| FRAGMENTO DEL TEXTO |
César Utrera-Molina Gómez | 24 de agosto de 2021
El Infinito en un Junco tiene notables virtudes, pero se equivoca en la pretensión falaz de narrar la evolución del libro en Occidente y por ende, de la cultura, subrayando el papel de Grecia, relegando a Roma y al cristianismo como apéndices.
El Infinito en un Junco de Irene Vallejo (2019) es un fenómeno editorial con decenas de ediciones. Merece detenerse en él por los elementos novedosos que atesora, algunas ideas muy discutibles que alberga y sobre todo por lo bien escrito que está, que permite leer una suerte de ensayo metacultural como si una novela de aventuras se tratase. No parece poca cosa inaugurar un nuevo género en el mundo editorial.

Datos de máscaras de segmentación:
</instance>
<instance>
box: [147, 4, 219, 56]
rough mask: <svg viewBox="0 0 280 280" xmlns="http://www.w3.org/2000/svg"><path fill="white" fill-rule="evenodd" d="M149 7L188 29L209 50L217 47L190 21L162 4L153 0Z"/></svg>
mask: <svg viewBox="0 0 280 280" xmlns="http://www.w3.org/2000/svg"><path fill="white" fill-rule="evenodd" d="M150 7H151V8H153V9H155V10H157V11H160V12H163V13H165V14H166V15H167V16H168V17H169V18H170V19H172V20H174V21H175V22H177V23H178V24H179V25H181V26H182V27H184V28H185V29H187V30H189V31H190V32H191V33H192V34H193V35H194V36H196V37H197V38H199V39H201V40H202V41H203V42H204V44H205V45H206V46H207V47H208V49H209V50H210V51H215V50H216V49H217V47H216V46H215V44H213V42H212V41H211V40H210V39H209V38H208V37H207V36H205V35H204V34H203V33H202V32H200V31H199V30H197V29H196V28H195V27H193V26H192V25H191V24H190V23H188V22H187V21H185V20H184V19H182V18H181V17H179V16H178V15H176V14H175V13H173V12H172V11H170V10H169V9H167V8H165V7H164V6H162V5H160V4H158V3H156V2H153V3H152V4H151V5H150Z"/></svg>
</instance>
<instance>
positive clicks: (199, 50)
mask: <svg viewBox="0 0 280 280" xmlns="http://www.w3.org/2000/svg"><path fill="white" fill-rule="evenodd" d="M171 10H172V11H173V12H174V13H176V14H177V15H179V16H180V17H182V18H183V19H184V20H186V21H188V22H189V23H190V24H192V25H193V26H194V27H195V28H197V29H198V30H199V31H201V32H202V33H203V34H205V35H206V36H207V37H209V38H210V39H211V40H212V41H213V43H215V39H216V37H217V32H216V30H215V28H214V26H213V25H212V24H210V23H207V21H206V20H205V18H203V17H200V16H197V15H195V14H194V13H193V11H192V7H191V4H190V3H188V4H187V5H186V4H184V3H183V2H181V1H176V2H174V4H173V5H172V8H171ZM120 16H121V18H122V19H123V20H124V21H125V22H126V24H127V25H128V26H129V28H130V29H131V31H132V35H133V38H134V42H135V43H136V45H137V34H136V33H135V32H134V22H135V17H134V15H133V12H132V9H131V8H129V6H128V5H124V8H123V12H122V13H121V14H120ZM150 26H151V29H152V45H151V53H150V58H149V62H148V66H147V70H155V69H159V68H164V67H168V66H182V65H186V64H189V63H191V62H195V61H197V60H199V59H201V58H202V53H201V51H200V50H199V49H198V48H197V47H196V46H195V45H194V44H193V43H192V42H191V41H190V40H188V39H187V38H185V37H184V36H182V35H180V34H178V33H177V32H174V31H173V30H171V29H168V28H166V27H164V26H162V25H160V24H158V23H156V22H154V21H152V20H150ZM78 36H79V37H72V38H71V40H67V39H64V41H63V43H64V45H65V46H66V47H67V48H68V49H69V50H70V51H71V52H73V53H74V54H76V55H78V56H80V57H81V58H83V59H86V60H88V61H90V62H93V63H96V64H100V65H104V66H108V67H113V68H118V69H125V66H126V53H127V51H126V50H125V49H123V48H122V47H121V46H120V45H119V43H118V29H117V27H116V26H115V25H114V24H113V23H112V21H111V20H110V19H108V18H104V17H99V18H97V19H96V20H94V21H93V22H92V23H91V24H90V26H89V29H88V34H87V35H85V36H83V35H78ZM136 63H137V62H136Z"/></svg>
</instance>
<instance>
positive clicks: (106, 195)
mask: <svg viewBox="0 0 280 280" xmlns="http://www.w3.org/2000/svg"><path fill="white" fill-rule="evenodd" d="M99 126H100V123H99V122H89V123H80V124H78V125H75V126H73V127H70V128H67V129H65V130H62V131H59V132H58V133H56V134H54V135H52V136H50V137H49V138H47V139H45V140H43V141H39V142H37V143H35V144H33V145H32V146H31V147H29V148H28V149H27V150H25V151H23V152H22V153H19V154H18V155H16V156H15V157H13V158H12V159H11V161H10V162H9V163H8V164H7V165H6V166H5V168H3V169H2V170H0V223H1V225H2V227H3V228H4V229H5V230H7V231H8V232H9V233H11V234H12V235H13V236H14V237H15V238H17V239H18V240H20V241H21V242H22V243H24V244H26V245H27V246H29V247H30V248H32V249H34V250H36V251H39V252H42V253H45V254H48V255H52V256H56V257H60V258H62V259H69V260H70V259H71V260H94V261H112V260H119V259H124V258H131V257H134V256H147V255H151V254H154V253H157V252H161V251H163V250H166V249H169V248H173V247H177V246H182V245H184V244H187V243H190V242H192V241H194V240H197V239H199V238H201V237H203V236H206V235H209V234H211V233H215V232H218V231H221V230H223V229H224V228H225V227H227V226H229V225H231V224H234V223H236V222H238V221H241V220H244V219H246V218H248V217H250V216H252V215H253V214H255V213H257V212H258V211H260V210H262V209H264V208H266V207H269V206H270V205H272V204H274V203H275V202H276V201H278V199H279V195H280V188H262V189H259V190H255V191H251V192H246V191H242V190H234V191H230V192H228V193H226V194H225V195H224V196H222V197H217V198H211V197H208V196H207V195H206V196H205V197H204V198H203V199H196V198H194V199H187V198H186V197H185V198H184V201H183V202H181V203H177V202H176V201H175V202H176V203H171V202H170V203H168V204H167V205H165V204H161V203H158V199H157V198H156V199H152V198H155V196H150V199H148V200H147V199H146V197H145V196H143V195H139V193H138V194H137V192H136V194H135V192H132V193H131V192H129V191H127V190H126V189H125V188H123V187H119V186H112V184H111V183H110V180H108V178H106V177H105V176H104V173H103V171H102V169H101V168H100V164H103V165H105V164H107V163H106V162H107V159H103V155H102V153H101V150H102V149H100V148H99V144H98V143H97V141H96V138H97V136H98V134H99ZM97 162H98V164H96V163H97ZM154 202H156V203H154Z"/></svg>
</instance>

| OBJETIVO DEL EJERCICIO |
Reproduce palabra por palabra el pasaje de la reseña sobre El Infinito en un Junco que comienza en "El Infinito en un Junco de" y termina en "el mundo editorial.".

| RESULTADO OBTENIDO |
El Infinito en un Junco de Irene Vallejo (2019) es un fenómeno editorial con decenas de ediciones. Merece detenerse en él por los elementos novedosos que atesora, algunas ideas muy discutibles que alberga y sobre todo por lo bien escrito que está, que permite leer una suerte de ensayo metacultural como si una novela de aventuras se tratase. No parece poca cosa inaugurar un nuevo género en el mundo editorial.